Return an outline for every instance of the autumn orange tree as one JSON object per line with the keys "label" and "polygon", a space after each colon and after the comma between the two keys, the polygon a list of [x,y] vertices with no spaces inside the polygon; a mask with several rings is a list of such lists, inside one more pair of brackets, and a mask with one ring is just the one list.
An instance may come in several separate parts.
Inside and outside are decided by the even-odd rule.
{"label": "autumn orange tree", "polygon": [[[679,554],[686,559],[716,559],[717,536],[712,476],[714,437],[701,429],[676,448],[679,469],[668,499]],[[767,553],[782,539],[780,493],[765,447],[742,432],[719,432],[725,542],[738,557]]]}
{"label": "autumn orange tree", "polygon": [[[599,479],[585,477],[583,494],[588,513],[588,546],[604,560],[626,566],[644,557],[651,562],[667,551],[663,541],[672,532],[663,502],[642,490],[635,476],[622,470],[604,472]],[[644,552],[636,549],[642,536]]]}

════════

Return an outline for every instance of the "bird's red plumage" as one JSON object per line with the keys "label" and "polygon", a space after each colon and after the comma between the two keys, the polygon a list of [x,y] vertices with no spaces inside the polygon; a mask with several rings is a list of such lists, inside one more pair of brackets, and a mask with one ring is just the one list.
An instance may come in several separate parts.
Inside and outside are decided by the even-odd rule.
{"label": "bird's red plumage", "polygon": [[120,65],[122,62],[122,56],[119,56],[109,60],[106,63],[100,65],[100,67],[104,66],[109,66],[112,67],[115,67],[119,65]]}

════════

What is asked:
Copy out every line of the rows above that contains the string "space". Case counts.

Task solution:
Return an outline for every instance of the autumn orange tree as one JSON object per line with the keys "label" and "polygon", a space after each colon and after the comma between the two keys, the polygon a list of [x,y] vertices with no spaces inside the polygon; a mask with several rings is a list of such lists, inside one more pair of brackets, and a mask with one ring is just the one list.
Return an outline for every instance of the "bird's red plumage" as one JSON object per line with the keys "label" and "polygon", a space after each colon and after the comma between the two keys, the polygon a list of [x,y] vertices with no spaces inside the polygon; a mask with several rings is a list of such lists, inside one more pair of brackets, and a mask with one ring is just the one list.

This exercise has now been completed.